Begin at the line that has "[Guideline] Examine the image above carefully. For each lighted" and stop after the line that has "xmin=203 ymin=70 xmax=443 ymax=214", writing each line out again with the answer coordinates multiplied by 0.3 and rounded to whole numbers, halves up. Every other number stays as it is.

··· MATERIAL PROVIDED ···

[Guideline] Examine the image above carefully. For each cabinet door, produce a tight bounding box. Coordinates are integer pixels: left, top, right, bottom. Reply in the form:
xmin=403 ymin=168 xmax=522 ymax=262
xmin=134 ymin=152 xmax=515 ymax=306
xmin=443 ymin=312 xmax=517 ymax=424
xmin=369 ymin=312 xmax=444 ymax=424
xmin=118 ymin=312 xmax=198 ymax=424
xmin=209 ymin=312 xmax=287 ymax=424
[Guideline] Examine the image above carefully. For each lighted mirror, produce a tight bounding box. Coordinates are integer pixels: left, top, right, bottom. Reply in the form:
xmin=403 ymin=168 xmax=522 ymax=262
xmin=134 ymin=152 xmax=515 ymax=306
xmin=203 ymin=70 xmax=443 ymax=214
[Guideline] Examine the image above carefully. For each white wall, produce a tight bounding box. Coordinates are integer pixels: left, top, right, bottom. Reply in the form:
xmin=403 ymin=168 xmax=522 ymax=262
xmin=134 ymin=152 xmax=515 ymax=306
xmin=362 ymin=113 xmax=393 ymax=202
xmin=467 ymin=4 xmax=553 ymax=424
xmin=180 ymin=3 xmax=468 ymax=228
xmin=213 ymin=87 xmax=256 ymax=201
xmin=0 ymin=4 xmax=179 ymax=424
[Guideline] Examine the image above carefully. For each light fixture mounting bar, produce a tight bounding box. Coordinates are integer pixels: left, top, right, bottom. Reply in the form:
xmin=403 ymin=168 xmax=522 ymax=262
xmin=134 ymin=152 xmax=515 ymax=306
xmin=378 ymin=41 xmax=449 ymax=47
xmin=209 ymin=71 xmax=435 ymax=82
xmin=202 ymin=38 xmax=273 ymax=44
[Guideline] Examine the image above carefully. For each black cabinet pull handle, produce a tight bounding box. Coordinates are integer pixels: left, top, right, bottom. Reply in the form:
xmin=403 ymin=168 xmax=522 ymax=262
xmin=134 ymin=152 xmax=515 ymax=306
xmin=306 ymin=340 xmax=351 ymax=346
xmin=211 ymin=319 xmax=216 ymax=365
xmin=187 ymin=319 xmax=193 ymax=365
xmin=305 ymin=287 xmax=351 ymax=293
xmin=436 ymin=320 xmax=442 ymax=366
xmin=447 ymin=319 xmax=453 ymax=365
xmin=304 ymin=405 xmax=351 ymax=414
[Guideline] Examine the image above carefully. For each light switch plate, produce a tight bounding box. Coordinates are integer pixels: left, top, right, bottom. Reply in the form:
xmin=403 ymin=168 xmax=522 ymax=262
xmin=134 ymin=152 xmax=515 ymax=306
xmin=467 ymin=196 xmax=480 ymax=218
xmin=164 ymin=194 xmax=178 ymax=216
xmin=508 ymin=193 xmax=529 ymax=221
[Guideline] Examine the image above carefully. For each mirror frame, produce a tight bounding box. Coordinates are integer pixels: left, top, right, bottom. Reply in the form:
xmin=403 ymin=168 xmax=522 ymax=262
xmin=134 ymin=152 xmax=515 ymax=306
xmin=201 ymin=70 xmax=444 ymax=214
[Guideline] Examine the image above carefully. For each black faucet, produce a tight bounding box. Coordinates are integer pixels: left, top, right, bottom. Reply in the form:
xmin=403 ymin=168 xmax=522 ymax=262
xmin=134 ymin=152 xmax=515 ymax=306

···

FINAL RESULT:
[Guideline] Examine the image above carefully. For each lighted mirror, produce a tight bounding box. Coordinates are integer pixels: left, top, right, bottom. Reply in the form:
xmin=403 ymin=168 xmax=522 ymax=262
xmin=134 ymin=152 xmax=515 ymax=306
xmin=61 ymin=21 xmax=133 ymax=64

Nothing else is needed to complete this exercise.